At the time Dreher visited, the Guest Master was a monk named Br Ignatius who told him, ‘If your life is to seek Christ, this is it. You will find redemption in serving these guests, because Christ is coming in them.’
I wonder if this is the reason why Pope Benedict XVI referred to St Benedict’s Rule as a school in which we can learn a ‘true humanism’ – because at the heart of Christian humanism is the recognition that Christ is present, in a unique way, in the poor and needy and in the guest.
Maybe this is an area in which we can receive St Benedict’s Rule as a gift in our approach to technology. Even though we cannot abandon technology completely (and nor should we), Dreher notes that we can impose on ourselves a discipline similar to the Benedictine monks.
If you need to, go “off the grid” for a period of time. I did that recently and it worked wonders for my mental health. Otherwise, instituting regular technology-free periods could be a real answer to the problem technology poses to our lives. Instead of having our minds consumed by social and video media, this could be an opportunity for us to learn from the monastics and reclaim our ability to be present to people, to listen and to authentically communicate in a way that doesn’t obscure someone’s humanity; to learn how to receive someone as if we were receiving Christ Himself.
The monastics teach us that “unplugging” from the world is not simply about escaping its problems. It is about trying to solve them by building something new, something human, something that honours Christ in people. It is about rejecting what is not life-giving and investing in something that is.

* _SUPPLIED INFORMATION_:
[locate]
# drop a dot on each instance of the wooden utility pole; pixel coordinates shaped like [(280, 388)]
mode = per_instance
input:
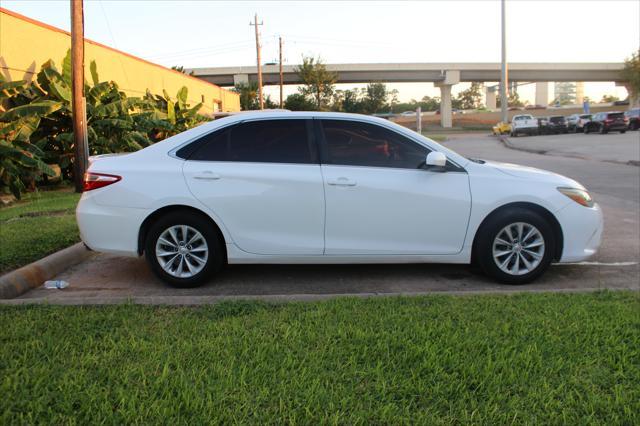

* _TASK INSTRUCTIONS_: Reproduce the passage on St Benedict's Rule and technology word for word, in full.

* _OUTPUT OF THE TASK_:
At the time Dreher visited, the Guest Master was a monk named Br Ignatius who told him, ‘If your life is to seek Christ, this is it. You will find redemption in serving these guests, because Christ is coming in them.’
I wonder if this is the reason why Pope Benedict XVI referred to St Benedict’s Rule as a school in which we can learn a ‘true humanism’ – because at the heart of Christian humanism is the recognition that Christ is present, in a unique way, in the poor and needy and in the guest.
Maybe this is an area in which we can receive St Benedict’s Rule as a gift in our approach to technology. Even though we cannot abandon technology completely (and nor should we), Dreher notes that we can impose on ourselves a discipline similar to the Benedictine monks.
If you need to, go “off the grid” for a period of time. I did that recently and it worked wonders for my mental health. Otherwise, instituting regular technology-free periods could be a real answer to the problem technology poses to our lives. Instead of having our minds consumed by social and video media, this could be an opportunity for us to learn from the monastics and reclaim our ability to be present to people, to listen and to authentically communicate in a way that doesn’t obscure someone’s humanity; to learn how to receive someone as if we were receiving Christ Himself.
The monastics teach us that “unplugging” from the world is not simply about escaping its problems. It is about trying to solve them by building something new, something human, something that honours Christ in people. It is about rejecting what is not life-giving and investing in something that is.